Give the material below as a JSON list of strings, one string per line, with blank lines left out.

========

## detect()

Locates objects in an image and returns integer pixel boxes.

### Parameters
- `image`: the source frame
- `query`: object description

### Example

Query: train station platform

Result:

========

#### [WRITTEN SOLUTION]
[
  "## detect()",
  "Locates objects in an image and returns integer pixel boxes.",
  "### Parameters",
  "- `image`: the source frame",
  "- `query`: object description",
  "### Example",
  "Query: train station platform",
  "Result:"
]